The letter, written by organisations including the Football Association, Premier League, Rugby Football Union and England and Wales Cricket Board, reportedly states: "We require a comprehensive support package for the sport and physical sector to aid its recovery.
"This package must combine investment, tax incentives, and regulatory reform.
"Covid-19 has undermined our commercial revenue streams with both stadiums and leisure facilities closed or greatly reduced in capacity. The impact of this will potentially lead to a lost generation of sport and activity."
Catching flu and Covid-19 at same time almost doubles risk of death
Catching flu at the same time as Covid-19 nearly doubles the risk of death from the virus, Public Health England (PHE) has said.
A new study of hospital patients who contracted both diseases from January to April this year found a 43 per cent mortality rate compared to 23 per in people who caught coronavirus alone.
Although the high death tolls for both cohorts reflects the vulnerable status of those patients, officials are warning that anyone who gets both flu and coronavirus at once could be in "serious trouble".
PHE also highlighted the risk of being hospitalised by influenza and then catching Covid-19 from other patients or staff.

[Aim of the task] In the news excerpt above, reproduce the passage from "A new study" up to and including "caught coronavirus alone.", word for word.

[Dataset content]
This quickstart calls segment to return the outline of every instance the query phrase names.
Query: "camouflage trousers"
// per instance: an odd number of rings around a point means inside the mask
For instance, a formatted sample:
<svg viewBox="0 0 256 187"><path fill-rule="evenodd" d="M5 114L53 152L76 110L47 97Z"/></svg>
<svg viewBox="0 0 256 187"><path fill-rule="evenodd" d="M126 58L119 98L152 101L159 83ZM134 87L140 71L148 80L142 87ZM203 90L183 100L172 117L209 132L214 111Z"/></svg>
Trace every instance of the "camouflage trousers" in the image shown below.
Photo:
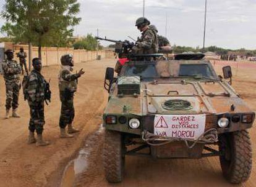
<svg viewBox="0 0 256 187"><path fill-rule="evenodd" d="M10 109L12 107L13 109L18 108L19 92L20 82L19 81L6 81L6 109Z"/></svg>
<svg viewBox="0 0 256 187"><path fill-rule="evenodd" d="M30 119L29 121L28 130L38 134L41 134L43 131L45 121L45 103L28 101L30 108Z"/></svg>
<svg viewBox="0 0 256 187"><path fill-rule="evenodd" d="M67 98L64 92L61 92L60 98L61 101L61 111L59 124L61 128L64 129L67 124L72 124L75 117L74 96L73 94L72 94L70 97Z"/></svg>

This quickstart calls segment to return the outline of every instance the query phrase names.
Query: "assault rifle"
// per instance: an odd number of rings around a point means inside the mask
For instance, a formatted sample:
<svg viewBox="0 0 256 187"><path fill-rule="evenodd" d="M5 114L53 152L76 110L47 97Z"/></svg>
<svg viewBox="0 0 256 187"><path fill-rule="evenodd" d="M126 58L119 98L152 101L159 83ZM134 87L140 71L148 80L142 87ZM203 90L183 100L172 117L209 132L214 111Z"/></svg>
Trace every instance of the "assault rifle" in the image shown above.
<svg viewBox="0 0 256 187"><path fill-rule="evenodd" d="M46 87L45 90L45 100L47 105L48 105L48 101L51 103L51 91L49 89L49 83L51 82L51 78L49 79L49 82L46 82Z"/></svg>
<svg viewBox="0 0 256 187"><path fill-rule="evenodd" d="M132 47L134 46L134 42L130 42L127 40L125 40L124 41L122 41L121 40L117 41L106 39L106 37L105 38L95 37L95 39L107 41L115 43L115 52L116 54L118 54L119 58L124 58L124 57L127 57L130 54Z"/></svg>

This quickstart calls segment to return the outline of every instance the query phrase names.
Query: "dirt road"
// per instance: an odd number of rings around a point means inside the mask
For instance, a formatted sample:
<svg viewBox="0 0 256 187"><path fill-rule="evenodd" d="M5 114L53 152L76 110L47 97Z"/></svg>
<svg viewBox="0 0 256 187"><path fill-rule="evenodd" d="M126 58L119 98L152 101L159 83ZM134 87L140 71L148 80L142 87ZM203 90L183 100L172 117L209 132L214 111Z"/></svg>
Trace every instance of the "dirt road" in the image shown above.
<svg viewBox="0 0 256 187"><path fill-rule="evenodd" d="M46 124L44 132L51 145L45 148L26 144L28 108L22 98L19 111L22 117L2 119L5 97L4 82L1 77L0 186L58 186L61 183L64 167L69 161L77 157L76 151L80 146L82 149L77 158L71 162L70 167L67 167L62 186L233 186L223 178L218 157L153 161L127 157L124 182L114 185L106 181L101 162L103 138L100 124L107 93L103 90L103 80L105 67L114 66L114 62L103 60L77 65L77 70L82 67L86 70L85 76L79 80L79 89L75 99L74 124L82 132L70 140L58 138L60 108L56 76L58 67L44 69L43 73L45 77L51 78L53 90L53 101L49 106L46 106ZM220 71L222 65L215 63L218 71ZM238 67L240 66L239 65ZM253 68L250 65L248 68L239 68L237 71L233 69L233 86L256 111L256 76L254 72L256 65L252 66ZM250 133L254 157L256 132L254 130L254 128L250 129ZM255 162L254 159L250 180L241 186L256 186ZM75 174L75 178L72 178Z"/></svg>

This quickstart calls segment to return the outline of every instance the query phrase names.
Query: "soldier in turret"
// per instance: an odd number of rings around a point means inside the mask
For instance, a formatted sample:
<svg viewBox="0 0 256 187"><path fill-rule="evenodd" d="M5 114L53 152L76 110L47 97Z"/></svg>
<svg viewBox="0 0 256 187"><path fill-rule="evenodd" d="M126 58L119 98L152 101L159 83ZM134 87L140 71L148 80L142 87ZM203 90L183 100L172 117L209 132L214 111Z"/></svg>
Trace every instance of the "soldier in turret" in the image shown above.
<svg viewBox="0 0 256 187"><path fill-rule="evenodd" d="M11 108L12 108L12 117L20 117L17 109L19 106L19 95L20 89L21 68L17 61L13 60L13 50L8 49L4 53L7 56L7 59L2 62L6 93L5 118L9 118Z"/></svg>
<svg viewBox="0 0 256 187"><path fill-rule="evenodd" d="M73 57L65 55L61 57L61 70L59 74L59 89L61 101L61 111L59 119L60 137L72 138L70 133L79 132L72 126L75 117L74 108L74 95L77 91L77 79L85 73L81 69L77 74L72 74L74 66ZM67 133L66 127L67 125Z"/></svg>
<svg viewBox="0 0 256 187"><path fill-rule="evenodd" d="M145 17L136 20L135 26L142 32L132 50L135 54L148 54L156 53L158 50L157 34L149 27L150 22Z"/></svg>

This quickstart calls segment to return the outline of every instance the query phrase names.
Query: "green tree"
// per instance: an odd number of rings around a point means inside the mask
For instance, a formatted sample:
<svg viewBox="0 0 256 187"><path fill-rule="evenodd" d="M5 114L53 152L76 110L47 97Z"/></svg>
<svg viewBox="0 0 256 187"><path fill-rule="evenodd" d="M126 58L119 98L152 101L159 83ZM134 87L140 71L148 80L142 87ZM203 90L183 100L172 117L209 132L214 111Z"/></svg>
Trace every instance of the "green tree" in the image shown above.
<svg viewBox="0 0 256 187"><path fill-rule="evenodd" d="M97 49L97 45L99 45L99 49L102 49L98 41L92 36L88 34L86 37L82 38L80 41L75 42L73 47L75 49L87 49L88 50L95 50Z"/></svg>
<svg viewBox="0 0 256 187"><path fill-rule="evenodd" d="M77 0L6 0L1 16L7 21L1 31L14 42L61 47L69 42L80 18Z"/></svg>

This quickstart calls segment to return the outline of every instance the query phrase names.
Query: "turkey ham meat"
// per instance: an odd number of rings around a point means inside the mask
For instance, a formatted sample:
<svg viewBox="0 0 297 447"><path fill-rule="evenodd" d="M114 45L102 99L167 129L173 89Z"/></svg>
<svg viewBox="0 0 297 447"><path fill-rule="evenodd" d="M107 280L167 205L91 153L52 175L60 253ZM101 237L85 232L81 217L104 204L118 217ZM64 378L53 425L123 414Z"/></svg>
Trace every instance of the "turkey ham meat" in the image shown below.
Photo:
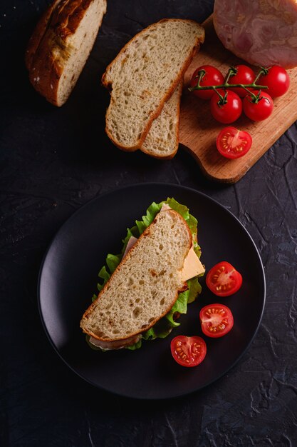
<svg viewBox="0 0 297 447"><path fill-rule="evenodd" d="M297 0L215 0L223 45L252 65L297 66Z"/></svg>

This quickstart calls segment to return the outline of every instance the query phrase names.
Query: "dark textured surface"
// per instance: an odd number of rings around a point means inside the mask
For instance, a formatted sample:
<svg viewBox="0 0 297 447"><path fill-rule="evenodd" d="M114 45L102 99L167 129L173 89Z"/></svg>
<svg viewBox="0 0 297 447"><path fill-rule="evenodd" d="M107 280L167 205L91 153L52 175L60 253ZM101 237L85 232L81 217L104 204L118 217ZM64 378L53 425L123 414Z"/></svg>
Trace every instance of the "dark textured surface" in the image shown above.
<svg viewBox="0 0 297 447"><path fill-rule="evenodd" d="M166 16L202 21L212 2L109 0L91 56L60 109L34 92L24 65L48 3L1 5L0 445L296 446L296 125L234 186L207 181L182 149L169 161L123 153L103 131L107 64L143 26ZM267 281L262 324L239 363L203 391L161 403L115 397L81 381L51 348L36 303L42 257L65 220L102 193L148 181L190 186L227 207L254 238Z"/></svg>

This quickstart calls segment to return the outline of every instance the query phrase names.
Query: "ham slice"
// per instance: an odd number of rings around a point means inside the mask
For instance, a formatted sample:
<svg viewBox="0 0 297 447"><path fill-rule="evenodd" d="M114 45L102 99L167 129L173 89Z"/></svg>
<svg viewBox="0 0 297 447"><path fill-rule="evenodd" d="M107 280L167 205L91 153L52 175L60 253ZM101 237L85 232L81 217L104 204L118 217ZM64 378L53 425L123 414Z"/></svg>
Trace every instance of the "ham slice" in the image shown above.
<svg viewBox="0 0 297 447"><path fill-rule="evenodd" d="M252 65L297 66L295 0L215 0L214 25L223 45Z"/></svg>
<svg viewBox="0 0 297 447"><path fill-rule="evenodd" d="M141 335L137 334L124 340L104 341L103 340L98 340L95 337L90 336L89 342L94 345L94 346L97 346L97 348L109 351L110 349L122 349L123 348L126 348L127 346L131 346L132 345L134 345L135 343L137 343L141 337Z"/></svg>

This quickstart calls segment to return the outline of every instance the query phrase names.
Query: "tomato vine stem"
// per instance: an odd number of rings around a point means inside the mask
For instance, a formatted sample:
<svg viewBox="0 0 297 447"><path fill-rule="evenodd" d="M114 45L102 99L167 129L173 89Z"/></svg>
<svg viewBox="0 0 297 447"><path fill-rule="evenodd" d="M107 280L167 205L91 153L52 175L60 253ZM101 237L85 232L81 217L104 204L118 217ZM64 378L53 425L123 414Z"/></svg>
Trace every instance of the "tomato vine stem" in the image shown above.
<svg viewBox="0 0 297 447"><path fill-rule="evenodd" d="M236 69L234 69L234 67L231 67L227 73L227 75L226 76L226 79L224 81L224 84L222 84L220 85L217 85L217 86L201 86L200 83L203 79L203 76L204 76L206 71L205 70L200 70L197 76L195 76L196 78L197 78L197 86L194 86L194 87L189 87L188 89L189 91L194 91L194 90L214 90L214 91L219 95L219 101L221 104L226 104L226 94L223 96L219 91L218 90L219 89L234 89L234 88L238 88L240 87L241 89L244 89L244 90L246 90L246 91L249 93L249 94L251 96L253 101L256 101L257 99L259 101L259 94L258 95L256 95L255 94L252 93L251 91L250 91L249 89L252 89L253 90L262 90L264 89L268 89L267 86L261 86L261 85L258 85L256 83L256 81L258 81L259 78L261 76L261 75L264 72L265 69L261 67L261 69L260 70L260 71L259 72L259 74L257 74L255 80L254 81L254 82L252 84L229 84L229 80L230 79L231 76L234 76L234 74L236 74ZM260 93L260 92L259 92Z"/></svg>

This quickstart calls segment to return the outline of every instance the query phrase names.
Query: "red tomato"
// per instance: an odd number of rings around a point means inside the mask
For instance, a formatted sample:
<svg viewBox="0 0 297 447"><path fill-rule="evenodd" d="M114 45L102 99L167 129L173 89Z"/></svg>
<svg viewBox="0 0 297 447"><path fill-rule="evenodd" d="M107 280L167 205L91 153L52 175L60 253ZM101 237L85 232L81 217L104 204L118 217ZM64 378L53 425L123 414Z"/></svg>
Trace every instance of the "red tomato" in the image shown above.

[Response]
A new study of hospital patients who contracted both diseases from January to April this year found a 43 per cent mortality rate compared to 23 per in people who caught coronavirus alone.